### Kutipan Terpilih
<<<<

Senin, 29 November 2010

legal drafting oleh Muhadi

BAB I
PENDAHULUAN

Produk hukum, khususnya produk hukum daerah merupakan sebuah media bagi Pemerintah Daerah untuk menuangkan usulan-usulan, kebijakan-kebijakan dan/atau aspirasi-aspirasi masyarakat untuk tujuan pembangunan daerah. Diharapkan dari produk hukum daerah tersebut mampu ditetapkan aturan-aturan yang dapat menunjang pembangunan daerah ke arah yang lebih maju. Namun pada kenyataannya banyak produk hukum daerah yang belum mampu memfasilitasi proses pembangunan demi kemajuan daerah.
Pada tataran implementatifnya, sebuah produk hukum daerah harus tepat sesuai sasaran yang diinginkan dari diberlakukannya produk hukum daerah tersebut dan juga bermanfaat bagi masyarakat. Ini merupakan tugas berat dari perancang peraturanperundang-undangan untuk dapat menghasilkan produk hukum daerah yang sesuai dengan asas-asas pembentukan peraturan perundang-undangan yang salah satunya adalah asas kedayagunaan dan kehasilgunaan.
Kenyataannya seringkali para perancang pada instansi teknis maupun bagian hukum, tidak/belum dapat menerjemakan kebijakan-kebijakan pemerintah yang telah disusun ke dalam produk hukum daerah yang diterapkan secara efektif. Para perancang (drafter) gagal karena :
1. Mitos bahwa perancang tidak menangani urusan kebijakan, sebab yang membuat produk hukum daerah adalah para pejabat Pemerintah Daerah atau bersama DPRD ketika dalam format Perda dan bukan tanggung jawab perancang.
2. Penyusunan rancangan produk hukum daerah tidak mendasarkan pada pemikiran logis berdasarkan fakta dimasyarakat.
3. Terbatasnya perancang yang memiliki pemahaman atas teori, metodologi dan teknik perancangan peraturan perundang-undangan yang dapat secara jelas menerjemakan kebijakan pemerintah menjadi produk hukum daerah yang dapat dilaksanakan secara efektif.
Akibat dari hal tersebut, maka tidak mengherankan bila perancang produk hukum daerah pada instansi teknis maupun bagian hukum kembali pada kebiasaan yang bermasalah sekedar merancang produk hukum daerah dengan cara menyadur peraturan perundang-undangan pusat atau daerah yang lain atau sekedar berdasarkan kompromi keinginan dari kelompok-kelompok dominan di pemerintahan atau masyarakat. Disamping itu kendala lain masih seputar kemampuan legal drafter dalam melakukan legal drafting yang masih lemah, terutama dalam melakukan interprepretasi otentik, memahami latar belakang yuridis dan sosiologis serta kelemahan sistematika.
Pada bagian lain dalam penetapan kebijakan publik, unsur-unsur masyarakat belum secara maksimal dilibatkan. Disinilah peran Naskah Akademik yang merupakan penengah yang menjembatani antara kepentingan eksekutif dan legislatif yang sarat kepentingan politik, sehingga dapat meminimalisir kepentingan yang tidak memihak kepada masyarakat. Dua hal tersebut yang penulis coba urai dalam Bab-Bab berikutnnya.

>>>>

### Catatan yang Tersedia
<<<<

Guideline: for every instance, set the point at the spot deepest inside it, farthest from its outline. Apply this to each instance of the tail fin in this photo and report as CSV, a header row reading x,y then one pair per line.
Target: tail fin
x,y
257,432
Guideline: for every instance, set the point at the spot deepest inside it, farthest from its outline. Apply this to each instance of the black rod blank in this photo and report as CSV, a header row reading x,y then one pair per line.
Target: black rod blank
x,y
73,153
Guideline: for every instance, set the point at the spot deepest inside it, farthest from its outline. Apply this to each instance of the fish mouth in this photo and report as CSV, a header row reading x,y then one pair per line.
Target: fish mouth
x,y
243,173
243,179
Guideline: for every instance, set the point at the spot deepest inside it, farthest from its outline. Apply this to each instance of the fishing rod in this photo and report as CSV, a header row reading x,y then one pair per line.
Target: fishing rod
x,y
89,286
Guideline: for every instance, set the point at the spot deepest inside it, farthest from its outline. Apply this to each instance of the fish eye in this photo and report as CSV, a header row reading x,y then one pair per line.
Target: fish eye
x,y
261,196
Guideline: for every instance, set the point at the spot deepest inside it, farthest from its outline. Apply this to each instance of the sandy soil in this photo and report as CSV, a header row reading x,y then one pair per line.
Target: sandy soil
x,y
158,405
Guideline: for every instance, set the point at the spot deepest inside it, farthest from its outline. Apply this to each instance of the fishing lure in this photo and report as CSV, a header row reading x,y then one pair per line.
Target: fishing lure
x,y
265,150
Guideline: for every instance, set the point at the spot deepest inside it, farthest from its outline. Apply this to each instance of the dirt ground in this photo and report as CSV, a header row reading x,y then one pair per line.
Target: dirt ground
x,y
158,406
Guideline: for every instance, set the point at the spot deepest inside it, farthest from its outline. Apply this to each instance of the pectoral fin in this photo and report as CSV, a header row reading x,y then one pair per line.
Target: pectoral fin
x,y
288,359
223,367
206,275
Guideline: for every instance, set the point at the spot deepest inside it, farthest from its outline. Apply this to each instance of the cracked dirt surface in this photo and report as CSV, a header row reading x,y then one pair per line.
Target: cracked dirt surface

>>>>

### Tugas Soal
Apakah setiap pernyataan di bawah ini sesuai dengan teks tentang perancangan produk hukum daerah? Jawab ya atau tidak, lalu kutip kata-kata teks yang menentukan jawaban itu.
1. Salah satu sebab kegagalan perancang adalah penyusunan rancangan yang tidak didasarkan pada pemikiran logis berdasarkan fakta di masyarakat.
2. Dalam penetapan kebijakan publik, unsur-unsur masyarakat sudah dilibatkan secara maksimal.
3. Naskah Akademik disebut sebagai penengah antara kepentingan eksekutif dan legislatif.

### Jawaban Latihan
1. Ya: "Penyusunan rancangan produk hukum daerah tidak mendasarkan pada pemikiran logis berdasarkan fakta dimasyarakat."
2. Tidak: "unsur-unsur masyarakat belum secara maksimal dilibatkan"
3. Ya: "penengah yang menjembatani antara kepentingan eksekutif dan legislatif"